== Task 1 ==
Report every line of the rows that contains the word "rocky". Case counts.

== Text passage ==

● ● ● ● ●

Diane
DeVaul is the Institute's director of policy and a specialist
on energy issues and the regional effects of federal spending.
Dr. DeVaul has coordinated the Institute's industrial energy
efficiency efforts and is Director of the Northeast Regional
Resource Center for Innovation, one five U.S. Department of
Energy Regional Resource Centers. Her publications include
Implementing Industrial Energy Efficiency, "Crane
Washington: A Model for Metal Casting" in The 1999 ACEEE
Summer Study on Energy Efficiency in Industry, and "The
Energy, Environment, and Manufacturing Technology Access Strategy
for Small and Mid-Sized Metal Fabricators" in ACEEE
1995 Summer Study on Energy Efficiency in Industry: Partnerships,
Productivity and the Environment. She was a coauthor of
Toolbook for Financing Energy Efficiency and Pollution
Prevention Technologies, Utilities and Manufacturing: Pioneering
Partnerships and Their Lessons for the 21st Century,, and
Utilities and Industries. She has had articles published
in Public Utilities Fortnightly and Issues in Science
and Technology, the magazine of the National Academy of
Sciences. She has served on the U.S. Department of Energys
review panel to select national industrial energy efficiency
award winners.

● ● ● ● ●

== Data records ==
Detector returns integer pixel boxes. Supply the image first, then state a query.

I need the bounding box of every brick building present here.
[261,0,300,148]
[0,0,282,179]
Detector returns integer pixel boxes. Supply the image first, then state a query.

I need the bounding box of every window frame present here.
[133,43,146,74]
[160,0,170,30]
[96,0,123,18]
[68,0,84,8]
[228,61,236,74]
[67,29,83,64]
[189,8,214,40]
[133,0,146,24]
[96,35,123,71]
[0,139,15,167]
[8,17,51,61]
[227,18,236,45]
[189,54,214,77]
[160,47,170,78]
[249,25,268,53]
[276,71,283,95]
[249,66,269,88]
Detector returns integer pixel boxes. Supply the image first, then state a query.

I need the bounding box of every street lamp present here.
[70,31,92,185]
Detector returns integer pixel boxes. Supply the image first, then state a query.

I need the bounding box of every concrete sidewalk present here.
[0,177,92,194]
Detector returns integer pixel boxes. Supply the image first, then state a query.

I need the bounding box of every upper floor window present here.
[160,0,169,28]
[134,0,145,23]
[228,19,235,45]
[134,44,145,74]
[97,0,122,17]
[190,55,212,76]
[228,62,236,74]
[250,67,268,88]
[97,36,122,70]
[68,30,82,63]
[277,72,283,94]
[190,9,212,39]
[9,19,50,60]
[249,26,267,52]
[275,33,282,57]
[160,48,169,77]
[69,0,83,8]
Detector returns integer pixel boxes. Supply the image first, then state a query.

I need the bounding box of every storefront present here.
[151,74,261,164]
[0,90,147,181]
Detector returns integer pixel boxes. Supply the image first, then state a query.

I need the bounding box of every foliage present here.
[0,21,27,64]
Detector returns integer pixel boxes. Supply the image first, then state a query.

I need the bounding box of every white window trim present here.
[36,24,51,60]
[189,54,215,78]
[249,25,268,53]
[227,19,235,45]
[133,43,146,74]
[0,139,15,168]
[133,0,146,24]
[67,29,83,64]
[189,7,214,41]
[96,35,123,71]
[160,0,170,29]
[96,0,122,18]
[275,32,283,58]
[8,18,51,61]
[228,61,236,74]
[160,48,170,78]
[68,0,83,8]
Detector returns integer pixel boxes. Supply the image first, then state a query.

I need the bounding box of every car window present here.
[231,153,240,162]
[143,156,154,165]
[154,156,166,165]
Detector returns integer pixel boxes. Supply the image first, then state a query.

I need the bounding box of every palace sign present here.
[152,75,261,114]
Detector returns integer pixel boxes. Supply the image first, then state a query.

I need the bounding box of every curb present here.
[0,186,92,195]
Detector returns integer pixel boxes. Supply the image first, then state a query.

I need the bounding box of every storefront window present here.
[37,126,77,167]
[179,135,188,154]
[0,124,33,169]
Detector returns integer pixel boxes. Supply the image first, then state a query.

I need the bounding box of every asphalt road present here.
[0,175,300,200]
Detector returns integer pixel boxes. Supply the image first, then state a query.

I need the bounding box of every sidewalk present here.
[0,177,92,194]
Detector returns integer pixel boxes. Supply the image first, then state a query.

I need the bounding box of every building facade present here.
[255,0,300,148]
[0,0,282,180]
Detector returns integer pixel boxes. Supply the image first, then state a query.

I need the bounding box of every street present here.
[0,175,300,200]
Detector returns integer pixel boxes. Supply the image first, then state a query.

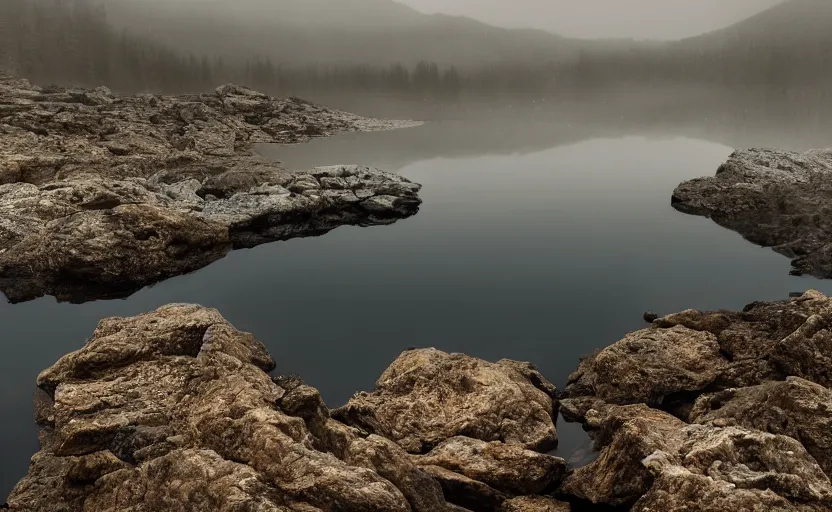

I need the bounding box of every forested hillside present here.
[0,0,211,91]
[0,0,832,100]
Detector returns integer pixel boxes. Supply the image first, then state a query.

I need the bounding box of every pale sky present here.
[398,0,788,39]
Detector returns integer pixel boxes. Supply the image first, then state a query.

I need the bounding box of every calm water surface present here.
[0,122,832,496]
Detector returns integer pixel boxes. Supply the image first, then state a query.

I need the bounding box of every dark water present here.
[0,117,832,495]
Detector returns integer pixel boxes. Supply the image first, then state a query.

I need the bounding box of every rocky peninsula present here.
[0,78,420,302]
[672,149,832,279]
[7,291,832,512]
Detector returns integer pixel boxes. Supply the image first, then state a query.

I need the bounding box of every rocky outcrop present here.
[7,305,565,512]
[14,291,832,512]
[561,291,832,512]
[0,79,420,302]
[690,377,832,475]
[334,349,557,453]
[672,149,832,279]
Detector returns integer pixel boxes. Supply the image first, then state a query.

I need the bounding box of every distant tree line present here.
[0,0,832,100]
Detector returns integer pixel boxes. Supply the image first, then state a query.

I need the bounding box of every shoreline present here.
[9,291,832,512]
[0,78,421,303]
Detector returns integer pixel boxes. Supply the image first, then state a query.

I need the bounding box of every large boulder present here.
[690,377,832,476]
[8,304,566,512]
[565,326,728,405]
[333,349,557,454]
[0,77,420,302]
[562,405,832,511]
[672,149,832,278]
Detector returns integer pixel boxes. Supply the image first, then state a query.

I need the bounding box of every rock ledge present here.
[0,78,420,302]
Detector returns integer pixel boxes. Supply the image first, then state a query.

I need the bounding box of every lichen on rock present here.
[0,78,420,302]
[8,304,565,512]
[672,145,832,279]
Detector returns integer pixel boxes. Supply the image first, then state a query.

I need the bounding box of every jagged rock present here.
[560,291,832,512]
[8,304,580,512]
[500,496,572,512]
[562,405,832,511]
[422,466,508,512]
[9,305,426,512]
[672,149,832,278]
[0,78,420,302]
[414,437,566,495]
[565,327,728,405]
[333,349,557,454]
[562,405,685,505]
[690,377,832,475]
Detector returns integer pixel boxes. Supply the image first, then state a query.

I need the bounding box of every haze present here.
[400,0,782,39]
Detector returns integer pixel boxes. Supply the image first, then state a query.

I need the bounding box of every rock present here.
[559,291,832,512]
[333,349,557,454]
[672,149,832,278]
[415,437,566,495]
[690,377,832,475]
[8,304,566,512]
[0,78,420,302]
[562,405,832,511]
[500,496,572,512]
[0,205,231,302]
[564,326,728,406]
[562,405,684,506]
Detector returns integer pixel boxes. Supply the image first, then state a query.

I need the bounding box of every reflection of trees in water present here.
[272,88,832,173]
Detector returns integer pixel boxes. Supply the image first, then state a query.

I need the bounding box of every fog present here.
[400,0,783,40]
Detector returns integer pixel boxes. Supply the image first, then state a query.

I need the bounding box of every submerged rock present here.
[14,291,832,512]
[8,305,565,512]
[672,149,832,279]
[0,78,420,302]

● ● ● ● ●

== Task 2 ==
From the profile of Diane DeVaul, list each publication named in the sentence that begins "Her publications include." Leave out the volumes where those pieces appeared.

== Task result 1 ==
I need the bounding box of every rocky peninsula present here.
I need the bounding box of every rocky outcrop present here.

== Task result 2 ==
- Implementing Industrial Energy Efficiency
- "Crane Washington: A Model for Metal Casting"
- "The Energy, Environment, and Manufacturing Technology Access Strategy for Small and Mid-Sized Metal Fabricators"